# [What this task involves]
All of the data is to be copied without a single change.

Dataset entries:
━━━━━━━━━━━━━━━━━━━━
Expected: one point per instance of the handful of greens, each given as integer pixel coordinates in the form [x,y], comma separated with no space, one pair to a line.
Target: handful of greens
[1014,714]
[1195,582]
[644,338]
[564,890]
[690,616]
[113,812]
━━━━━━━━━━━━━━━━━━━━
# [Solution for this task]
Expected: one point per instance of the handful of greens, each given as integer pixel coordinates in the form [x,y], comma separated with no space, one pair to a line.
Target: handful of greens
[1014,714]
[1195,582]
[644,338]
[564,890]
[690,616]
[113,812]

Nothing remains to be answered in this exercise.